WHAT YOU SHOULD DO:
Copy all lines containing the string "lettering" from the records below.

RECORDS TO USE:
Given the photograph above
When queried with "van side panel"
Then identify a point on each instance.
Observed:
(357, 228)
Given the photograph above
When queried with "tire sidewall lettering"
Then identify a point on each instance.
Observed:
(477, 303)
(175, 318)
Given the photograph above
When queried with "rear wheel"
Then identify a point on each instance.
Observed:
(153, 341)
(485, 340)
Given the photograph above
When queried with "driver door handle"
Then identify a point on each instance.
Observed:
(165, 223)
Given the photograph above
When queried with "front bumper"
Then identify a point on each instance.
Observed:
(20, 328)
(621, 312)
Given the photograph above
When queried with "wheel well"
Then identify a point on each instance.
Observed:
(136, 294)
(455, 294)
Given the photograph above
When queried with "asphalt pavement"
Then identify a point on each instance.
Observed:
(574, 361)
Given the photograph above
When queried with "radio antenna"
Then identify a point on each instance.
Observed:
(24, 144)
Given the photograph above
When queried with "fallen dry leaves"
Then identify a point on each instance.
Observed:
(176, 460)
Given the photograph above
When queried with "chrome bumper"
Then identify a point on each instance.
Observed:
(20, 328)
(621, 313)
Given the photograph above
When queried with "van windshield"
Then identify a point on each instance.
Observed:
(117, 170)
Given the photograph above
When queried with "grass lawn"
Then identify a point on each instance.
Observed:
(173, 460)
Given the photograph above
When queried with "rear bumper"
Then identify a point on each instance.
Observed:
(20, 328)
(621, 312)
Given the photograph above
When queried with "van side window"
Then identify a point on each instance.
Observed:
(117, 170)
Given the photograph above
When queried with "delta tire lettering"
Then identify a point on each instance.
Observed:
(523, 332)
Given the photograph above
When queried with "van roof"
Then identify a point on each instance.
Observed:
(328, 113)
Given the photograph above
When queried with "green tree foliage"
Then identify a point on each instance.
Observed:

--

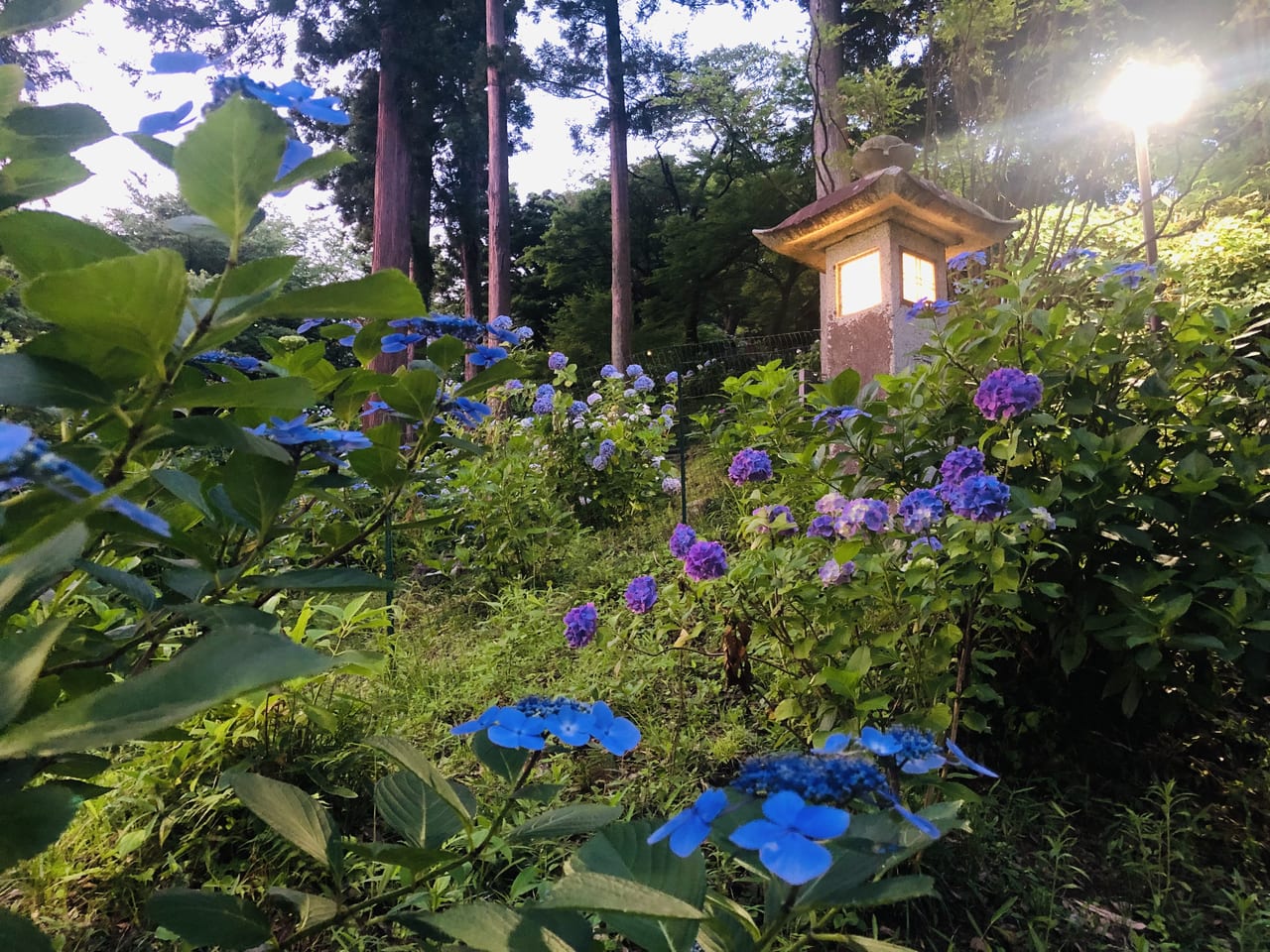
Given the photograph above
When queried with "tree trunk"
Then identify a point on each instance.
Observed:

--

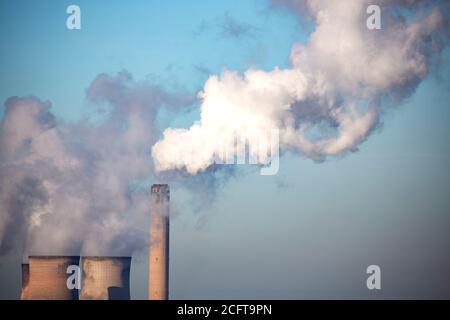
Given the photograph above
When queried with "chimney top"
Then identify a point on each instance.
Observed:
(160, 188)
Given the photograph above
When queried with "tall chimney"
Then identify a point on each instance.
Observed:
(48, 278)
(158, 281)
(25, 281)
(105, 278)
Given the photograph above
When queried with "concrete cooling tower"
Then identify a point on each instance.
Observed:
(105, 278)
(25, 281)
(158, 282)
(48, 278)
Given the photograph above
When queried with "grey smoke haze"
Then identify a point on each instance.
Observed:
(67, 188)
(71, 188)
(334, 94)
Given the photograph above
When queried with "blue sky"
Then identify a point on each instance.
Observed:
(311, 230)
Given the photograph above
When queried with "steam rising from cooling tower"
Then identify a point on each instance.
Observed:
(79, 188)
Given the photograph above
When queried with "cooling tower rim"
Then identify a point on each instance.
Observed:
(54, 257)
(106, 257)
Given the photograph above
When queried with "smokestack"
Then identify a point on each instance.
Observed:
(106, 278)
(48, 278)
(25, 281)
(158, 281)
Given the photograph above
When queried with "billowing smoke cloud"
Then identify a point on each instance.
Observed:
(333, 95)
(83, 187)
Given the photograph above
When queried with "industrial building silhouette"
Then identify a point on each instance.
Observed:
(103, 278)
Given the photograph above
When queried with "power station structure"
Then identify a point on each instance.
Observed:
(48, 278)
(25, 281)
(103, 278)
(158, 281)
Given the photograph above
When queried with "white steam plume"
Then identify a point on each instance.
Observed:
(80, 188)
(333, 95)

REPLY TO THE TASK:
When queried with "tire sidewall lettering"
When queried with "delta tire lettering"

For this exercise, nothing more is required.